[INSTRUCTION]: Find every line in the entries below that contains the word "white" and copy each one out; case counts.
══ STORED DATA ══
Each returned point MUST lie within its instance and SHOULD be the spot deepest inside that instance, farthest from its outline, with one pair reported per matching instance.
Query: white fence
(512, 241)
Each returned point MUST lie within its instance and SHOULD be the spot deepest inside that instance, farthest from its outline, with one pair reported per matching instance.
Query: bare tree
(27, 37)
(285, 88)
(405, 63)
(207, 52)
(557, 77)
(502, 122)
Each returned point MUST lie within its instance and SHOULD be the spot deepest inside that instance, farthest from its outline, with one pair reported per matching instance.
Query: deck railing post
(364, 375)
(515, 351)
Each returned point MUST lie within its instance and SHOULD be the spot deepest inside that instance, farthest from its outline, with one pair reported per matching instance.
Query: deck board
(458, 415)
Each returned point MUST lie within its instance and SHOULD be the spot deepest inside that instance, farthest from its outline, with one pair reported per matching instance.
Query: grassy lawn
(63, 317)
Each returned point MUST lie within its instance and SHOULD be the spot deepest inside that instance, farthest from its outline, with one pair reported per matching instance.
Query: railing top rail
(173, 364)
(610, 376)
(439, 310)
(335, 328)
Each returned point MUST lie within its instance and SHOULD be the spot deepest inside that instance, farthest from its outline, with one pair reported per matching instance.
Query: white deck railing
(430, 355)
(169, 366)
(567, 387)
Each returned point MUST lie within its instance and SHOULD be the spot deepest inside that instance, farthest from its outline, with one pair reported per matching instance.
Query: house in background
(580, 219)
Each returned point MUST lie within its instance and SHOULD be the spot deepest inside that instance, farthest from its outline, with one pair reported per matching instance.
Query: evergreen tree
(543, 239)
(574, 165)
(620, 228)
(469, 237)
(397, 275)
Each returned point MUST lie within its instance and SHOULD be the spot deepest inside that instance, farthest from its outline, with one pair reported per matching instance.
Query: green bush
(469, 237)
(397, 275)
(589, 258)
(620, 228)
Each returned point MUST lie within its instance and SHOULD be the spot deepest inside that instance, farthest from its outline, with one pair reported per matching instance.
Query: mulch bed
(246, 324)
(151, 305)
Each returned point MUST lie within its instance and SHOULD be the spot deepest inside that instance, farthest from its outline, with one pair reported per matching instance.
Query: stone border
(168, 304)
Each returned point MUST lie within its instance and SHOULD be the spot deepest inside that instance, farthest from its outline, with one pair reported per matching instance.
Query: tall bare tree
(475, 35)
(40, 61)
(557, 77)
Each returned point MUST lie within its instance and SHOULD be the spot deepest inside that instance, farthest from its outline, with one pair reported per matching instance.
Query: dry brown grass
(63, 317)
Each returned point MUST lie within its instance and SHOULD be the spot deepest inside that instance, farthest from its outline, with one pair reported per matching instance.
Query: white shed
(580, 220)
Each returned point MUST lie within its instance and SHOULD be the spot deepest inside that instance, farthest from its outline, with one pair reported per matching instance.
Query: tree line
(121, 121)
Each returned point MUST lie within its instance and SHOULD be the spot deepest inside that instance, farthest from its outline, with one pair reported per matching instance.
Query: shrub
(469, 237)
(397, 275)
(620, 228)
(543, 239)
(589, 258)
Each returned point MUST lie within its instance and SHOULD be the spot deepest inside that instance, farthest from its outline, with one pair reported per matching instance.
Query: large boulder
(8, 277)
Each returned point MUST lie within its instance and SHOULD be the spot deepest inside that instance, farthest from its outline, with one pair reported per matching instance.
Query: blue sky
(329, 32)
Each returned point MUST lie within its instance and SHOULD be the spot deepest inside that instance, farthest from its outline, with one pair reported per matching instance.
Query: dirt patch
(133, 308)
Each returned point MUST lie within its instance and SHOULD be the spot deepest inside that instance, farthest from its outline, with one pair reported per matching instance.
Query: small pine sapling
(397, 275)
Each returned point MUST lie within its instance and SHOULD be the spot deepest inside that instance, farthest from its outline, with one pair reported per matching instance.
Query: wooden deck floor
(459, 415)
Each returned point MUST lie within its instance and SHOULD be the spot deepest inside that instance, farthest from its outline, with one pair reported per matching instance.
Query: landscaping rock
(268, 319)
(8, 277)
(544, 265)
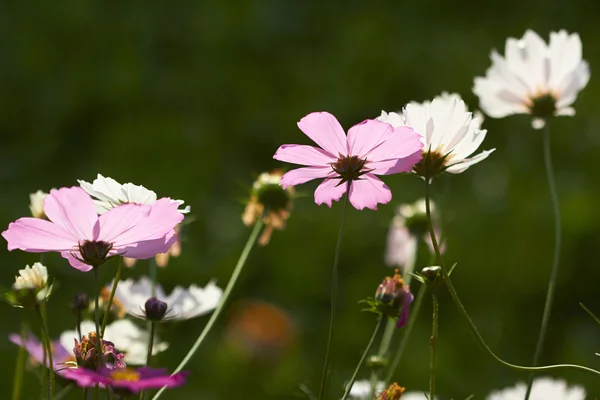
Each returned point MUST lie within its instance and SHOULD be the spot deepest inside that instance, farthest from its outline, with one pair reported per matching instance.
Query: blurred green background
(192, 98)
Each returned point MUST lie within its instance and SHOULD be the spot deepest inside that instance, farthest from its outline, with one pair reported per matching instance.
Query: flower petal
(74, 210)
(329, 191)
(402, 143)
(303, 155)
(325, 130)
(395, 166)
(38, 236)
(363, 137)
(368, 192)
(301, 175)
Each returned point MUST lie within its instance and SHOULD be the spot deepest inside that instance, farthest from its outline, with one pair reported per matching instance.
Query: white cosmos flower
(127, 337)
(361, 390)
(450, 133)
(542, 389)
(36, 204)
(183, 303)
(110, 193)
(534, 77)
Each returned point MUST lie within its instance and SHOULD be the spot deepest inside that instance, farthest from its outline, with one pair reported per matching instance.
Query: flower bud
(394, 392)
(269, 201)
(155, 309)
(80, 302)
(30, 288)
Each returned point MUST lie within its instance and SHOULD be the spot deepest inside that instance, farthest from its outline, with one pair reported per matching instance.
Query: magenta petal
(72, 209)
(396, 165)
(325, 130)
(301, 175)
(368, 192)
(329, 191)
(363, 137)
(161, 219)
(75, 263)
(38, 236)
(402, 143)
(304, 155)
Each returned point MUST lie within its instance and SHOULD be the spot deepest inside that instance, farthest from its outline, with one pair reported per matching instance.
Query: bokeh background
(192, 98)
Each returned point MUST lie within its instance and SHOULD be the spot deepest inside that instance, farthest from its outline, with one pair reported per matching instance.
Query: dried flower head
(269, 201)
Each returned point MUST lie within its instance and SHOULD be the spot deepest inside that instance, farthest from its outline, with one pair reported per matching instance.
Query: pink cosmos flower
(371, 148)
(125, 378)
(87, 240)
(60, 356)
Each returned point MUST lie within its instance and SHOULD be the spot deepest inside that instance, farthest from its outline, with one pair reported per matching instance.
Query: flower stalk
(555, 258)
(232, 281)
(47, 343)
(336, 259)
(362, 358)
(111, 296)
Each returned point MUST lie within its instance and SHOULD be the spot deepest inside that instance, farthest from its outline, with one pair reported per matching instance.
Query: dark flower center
(349, 168)
(543, 106)
(94, 253)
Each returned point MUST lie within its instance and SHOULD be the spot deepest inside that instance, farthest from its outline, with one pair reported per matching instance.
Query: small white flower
(450, 133)
(542, 389)
(362, 390)
(36, 204)
(534, 77)
(183, 303)
(127, 337)
(110, 193)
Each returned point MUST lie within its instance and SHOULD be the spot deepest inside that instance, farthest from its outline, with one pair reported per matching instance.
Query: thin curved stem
(433, 344)
(234, 277)
(362, 358)
(407, 330)
(20, 365)
(333, 297)
(473, 328)
(48, 344)
(112, 295)
(556, 254)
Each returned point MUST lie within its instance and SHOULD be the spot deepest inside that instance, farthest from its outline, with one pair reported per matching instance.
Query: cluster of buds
═══
[IN RESPONSE]:
Query: white fence
Query: white deck railing
Query: white shed
Query: white cosmos flower
Query: small white flower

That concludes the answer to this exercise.